O que fazer ::
(A) Transcreva, do trecho sobre a criminalização da LGBTIfobia no STF, a parte que se inicia nas palavras que contêm "O Grupo Dignidade atua" e se encerra em "(Lei de Racismo).".
(B) Segundo o trecho sobre a criminalização da LGBTIfobia no STF, qual é o nome da advogada que falou da tribuna em nome do Grupo Dignidade?

O Grupo Dignidade atua como amicus curiae nas duas ações que tramitam no Supremo Tribunal Federal (STF) pela criminalização da LGBTIfobia, as ações ADO 26 e MI 4733. Estas ações sustentam pela omissão do Congresso Nacional em editar uma lei que efetive a criminalização da LGBTIfobia no Brasil.

No último dia 13 (quarta-feira) o STF iniciou o julgamento conjunto destas ações e o Grupo Dignidade, por meio de sua advogada, Ananda Puchta, sustentou da tribuna a necessidade do enquadramento da LGBTIfobia no conceito de racismo, para viabilizar o devido amparo aos casos de violência deste tipo pela Lei nº 7.716/1989 (Lei de Racismo).

Veja a sustentação oral na íntegra e, abaixo, leia a transcrição:


Excelentíssimo Presidente, Ministro Celso de Mello, Excelentíssimas Ministras, Excelentíssimos Ministros, boa tarde.

Entradas de apontamento de objetos nomeados
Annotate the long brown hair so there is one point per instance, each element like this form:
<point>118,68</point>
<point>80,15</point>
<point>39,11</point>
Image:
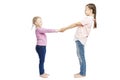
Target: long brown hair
<point>93,7</point>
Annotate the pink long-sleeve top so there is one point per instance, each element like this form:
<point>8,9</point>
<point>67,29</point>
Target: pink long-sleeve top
<point>41,36</point>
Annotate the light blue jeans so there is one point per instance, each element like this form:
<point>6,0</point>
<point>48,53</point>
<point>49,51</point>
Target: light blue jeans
<point>81,57</point>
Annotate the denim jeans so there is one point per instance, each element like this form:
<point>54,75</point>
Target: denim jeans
<point>81,57</point>
<point>41,50</point>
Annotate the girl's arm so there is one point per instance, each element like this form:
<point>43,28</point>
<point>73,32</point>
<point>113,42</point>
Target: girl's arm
<point>72,26</point>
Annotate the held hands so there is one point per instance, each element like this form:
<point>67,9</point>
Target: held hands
<point>61,29</point>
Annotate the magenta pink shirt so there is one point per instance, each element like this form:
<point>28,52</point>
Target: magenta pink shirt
<point>83,32</point>
<point>41,36</point>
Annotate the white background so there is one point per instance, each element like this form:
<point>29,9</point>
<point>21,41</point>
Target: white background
<point>19,60</point>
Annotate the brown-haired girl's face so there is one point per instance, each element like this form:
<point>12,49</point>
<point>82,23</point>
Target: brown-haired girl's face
<point>38,22</point>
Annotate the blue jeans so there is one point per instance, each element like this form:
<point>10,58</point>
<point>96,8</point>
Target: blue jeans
<point>41,50</point>
<point>81,57</point>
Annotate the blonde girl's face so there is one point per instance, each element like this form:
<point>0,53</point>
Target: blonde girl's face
<point>88,11</point>
<point>38,22</point>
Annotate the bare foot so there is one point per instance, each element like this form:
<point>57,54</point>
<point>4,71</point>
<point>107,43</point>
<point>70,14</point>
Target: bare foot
<point>44,75</point>
<point>78,75</point>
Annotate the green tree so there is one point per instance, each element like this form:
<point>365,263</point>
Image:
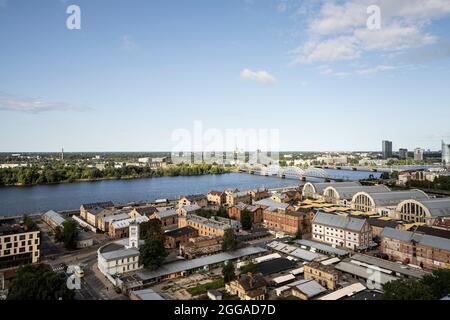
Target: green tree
<point>230,241</point>
<point>406,289</point>
<point>151,229</point>
<point>39,282</point>
<point>246,220</point>
<point>68,234</point>
<point>438,282</point>
<point>250,267</point>
<point>228,272</point>
<point>30,224</point>
<point>152,254</point>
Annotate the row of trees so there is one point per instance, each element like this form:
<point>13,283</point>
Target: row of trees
<point>56,173</point>
<point>440,183</point>
<point>431,287</point>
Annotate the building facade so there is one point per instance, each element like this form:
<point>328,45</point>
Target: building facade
<point>18,246</point>
<point>344,231</point>
<point>326,276</point>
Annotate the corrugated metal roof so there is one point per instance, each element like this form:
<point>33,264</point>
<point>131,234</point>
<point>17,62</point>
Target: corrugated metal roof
<point>340,222</point>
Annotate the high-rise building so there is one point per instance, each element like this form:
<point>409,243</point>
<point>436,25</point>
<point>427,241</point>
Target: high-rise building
<point>418,154</point>
<point>402,153</point>
<point>387,149</point>
<point>445,153</point>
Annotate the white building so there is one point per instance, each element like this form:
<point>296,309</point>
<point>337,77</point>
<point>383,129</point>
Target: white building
<point>348,232</point>
<point>121,256</point>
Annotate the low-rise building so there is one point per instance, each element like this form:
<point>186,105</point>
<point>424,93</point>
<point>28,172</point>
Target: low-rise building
<point>199,199</point>
<point>201,246</point>
<point>89,210</point>
<point>18,246</point>
<point>344,231</point>
<point>216,197</point>
<point>307,289</point>
<point>248,287</point>
<point>236,197</point>
<point>119,229</point>
<point>53,219</point>
<point>291,222</point>
<point>208,227</point>
<point>258,194</point>
<point>174,238</point>
<point>168,218</point>
<point>185,210</point>
<point>416,248</point>
<point>120,257</point>
<point>325,275</point>
<point>256,212</point>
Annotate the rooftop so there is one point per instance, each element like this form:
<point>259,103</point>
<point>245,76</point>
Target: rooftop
<point>179,266</point>
<point>423,239</point>
<point>275,266</point>
<point>180,231</point>
<point>340,222</point>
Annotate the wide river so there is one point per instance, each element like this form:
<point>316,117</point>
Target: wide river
<point>26,200</point>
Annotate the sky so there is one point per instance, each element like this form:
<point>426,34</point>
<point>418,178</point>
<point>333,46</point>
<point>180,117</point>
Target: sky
<point>139,74</point>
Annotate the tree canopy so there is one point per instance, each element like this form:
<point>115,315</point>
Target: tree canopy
<point>246,220</point>
<point>230,241</point>
<point>228,272</point>
<point>39,282</point>
<point>152,253</point>
<point>68,234</point>
<point>431,287</point>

Respostas do exercício ::
(A)
O Grupo Dignidade atua como amicus curiae nas duas ações que tramitam no Supremo Tribunal Federal (STF) pela criminalização da LGBTIfobia, as ações ADO 26 e MI 4733. Estas ações sustentam pela omissão do Congresso Nacional em editar uma lei que efetive a criminalização da LGBTIfobia no Brasil.

No último dia 13 (quarta-feira) o STF iniciou o julgamento conjunto destas ações e o Grupo Dignidade, por meio de sua advogada, Ananda Puchta, sustentou da tribuna a necessidade do enquadramento da LGBTIfobia no conceito de racismo, para viabilizar o devido amparo aos casos de violência deste tipo pela Lei nº 7.716/1989 (Lei de Racismo).

(B) Ananda Puchta.